Raw records
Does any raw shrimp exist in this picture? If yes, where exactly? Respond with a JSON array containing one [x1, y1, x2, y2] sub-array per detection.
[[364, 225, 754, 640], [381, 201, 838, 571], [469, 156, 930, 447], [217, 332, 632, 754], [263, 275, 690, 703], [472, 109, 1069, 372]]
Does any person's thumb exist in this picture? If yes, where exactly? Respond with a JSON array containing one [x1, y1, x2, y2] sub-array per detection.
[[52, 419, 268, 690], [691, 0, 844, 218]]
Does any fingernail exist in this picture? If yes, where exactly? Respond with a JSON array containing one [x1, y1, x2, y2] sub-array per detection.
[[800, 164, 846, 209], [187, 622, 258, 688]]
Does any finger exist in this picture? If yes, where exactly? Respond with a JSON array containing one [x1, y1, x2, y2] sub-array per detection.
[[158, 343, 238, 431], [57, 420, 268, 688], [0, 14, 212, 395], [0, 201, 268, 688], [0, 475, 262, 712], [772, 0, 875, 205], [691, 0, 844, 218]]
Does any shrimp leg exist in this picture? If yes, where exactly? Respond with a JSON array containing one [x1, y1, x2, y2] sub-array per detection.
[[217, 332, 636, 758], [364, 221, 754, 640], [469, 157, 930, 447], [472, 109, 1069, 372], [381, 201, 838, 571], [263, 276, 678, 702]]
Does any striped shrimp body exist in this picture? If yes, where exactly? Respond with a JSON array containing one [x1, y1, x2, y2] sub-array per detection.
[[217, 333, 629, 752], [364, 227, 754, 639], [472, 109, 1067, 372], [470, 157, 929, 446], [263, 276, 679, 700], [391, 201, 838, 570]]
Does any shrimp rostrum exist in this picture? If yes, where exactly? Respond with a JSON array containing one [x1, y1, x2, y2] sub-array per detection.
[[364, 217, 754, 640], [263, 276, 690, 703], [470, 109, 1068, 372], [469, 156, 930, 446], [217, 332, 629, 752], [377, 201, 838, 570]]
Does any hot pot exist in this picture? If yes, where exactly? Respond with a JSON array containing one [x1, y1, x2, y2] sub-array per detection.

Work to complete
Rewrite all of the data above, changing every "shrimp" to "prawn" and leaving everything else as it is.

Output below
Does any raw prawn exist in this picture? If yes, where exactly? Respond with a JSON array containing one [x1, y1, x2, y2] sub-array per detection.
[[364, 225, 754, 640], [381, 201, 838, 571], [469, 156, 930, 447], [217, 332, 632, 754], [263, 275, 690, 703], [472, 109, 1069, 372]]
Does any person's thumb exist in this picture? If yes, where exactly? Respond with a JSON array containing one [x1, y1, x2, y2] sub-array per detection.
[[52, 419, 268, 690], [691, 0, 844, 218]]
Does any fingernail exist in this picture? If yes, where exactly? Respond with a JSON array containing one [x1, y1, x2, y2] sub-array per detection.
[[800, 164, 846, 209], [187, 622, 258, 688]]
Does any finger exist in this picture? If yes, where exactly? Respond with a JSON array containing one [x1, y1, x2, y2] sub-array per detection.
[[158, 343, 238, 431], [57, 420, 268, 688], [0, 14, 212, 395], [0, 201, 268, 688], [0, 475, 262, 712], [772, 0, 875, 205], [691, 0, 844, 218]]
Does any prawn leg exist in this picture? If yes, where exactly? Respond with a JSON array containing one [x1, y1, x2, y2] sub-array per detection.
[[217, 332, 636, 758], [364, 221, 754, 640], [469, 157, 930, 447], [472, 109, 1069, 372], [381, 201, 838, 571], [263, 276, 678, 702]]
Does any striped prawn body exist in this picture? If yes, where exactly? Respond with a JSON array containing one [x1, y1, x2, y2] sub-array per detection.
[[217, 333, 629, 752], [364, 227, 754, 639], [472, 109, 1067, 372], [470, 157, 929, 446], [263, 276, 679, 700], [391, 201, 838, 570]]
Does any prawn rostrum exist in this picture? If yes, where exactly? Respond with a JSON array containing one [x1, y1, x2, y2] sub-array per detection.
[[364, 217, 754, 640], [263, 276, 690, 703], [470, 109, 1068, 372], [469, 156, 930, 446], [217, 332, 629, 752], [377, 201, 838, 570]]
Does any hot pot exist in this picture? If yes, where exactly? Respond with a JSON array containing one [x1, y1, x2, y2] sub-array per detection.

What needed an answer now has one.